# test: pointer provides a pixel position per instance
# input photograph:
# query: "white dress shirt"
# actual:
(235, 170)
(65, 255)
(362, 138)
________________________
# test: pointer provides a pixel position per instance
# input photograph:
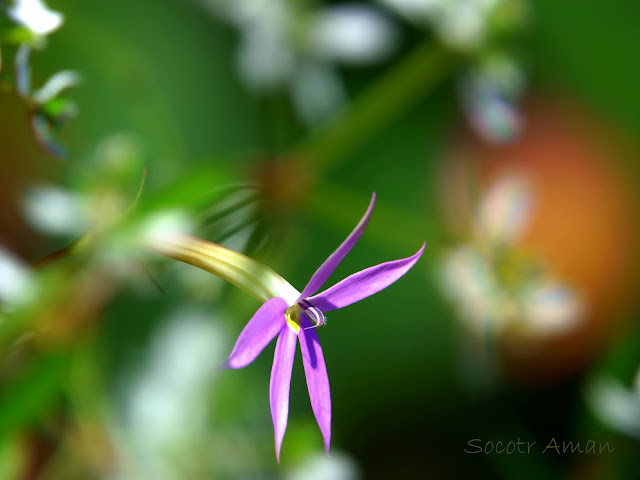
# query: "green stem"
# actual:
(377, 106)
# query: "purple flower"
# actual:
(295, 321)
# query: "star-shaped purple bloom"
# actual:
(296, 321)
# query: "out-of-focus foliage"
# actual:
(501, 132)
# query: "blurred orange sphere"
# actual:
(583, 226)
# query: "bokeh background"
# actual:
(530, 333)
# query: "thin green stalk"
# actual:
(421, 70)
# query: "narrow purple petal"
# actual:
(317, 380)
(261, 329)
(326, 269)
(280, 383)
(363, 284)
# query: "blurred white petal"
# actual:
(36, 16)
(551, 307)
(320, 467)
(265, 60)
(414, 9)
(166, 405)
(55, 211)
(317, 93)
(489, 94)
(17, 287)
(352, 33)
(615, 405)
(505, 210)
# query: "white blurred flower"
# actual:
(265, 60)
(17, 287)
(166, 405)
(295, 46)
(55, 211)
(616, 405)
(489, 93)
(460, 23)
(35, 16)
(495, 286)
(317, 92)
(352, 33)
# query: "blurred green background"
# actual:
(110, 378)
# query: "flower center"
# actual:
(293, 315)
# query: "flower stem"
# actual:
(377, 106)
________________________
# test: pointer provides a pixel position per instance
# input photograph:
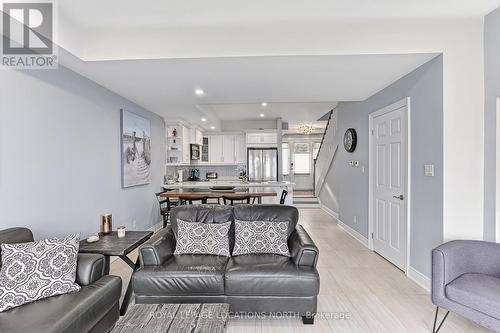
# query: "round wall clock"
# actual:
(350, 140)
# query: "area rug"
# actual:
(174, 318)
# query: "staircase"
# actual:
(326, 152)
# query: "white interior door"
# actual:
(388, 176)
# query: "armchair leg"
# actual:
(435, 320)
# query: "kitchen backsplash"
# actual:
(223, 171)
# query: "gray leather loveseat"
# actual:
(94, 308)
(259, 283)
________________________
Copy out every line above that contains the string "petal".

# query: "narrow purple petal"
# query: "blurred white petal"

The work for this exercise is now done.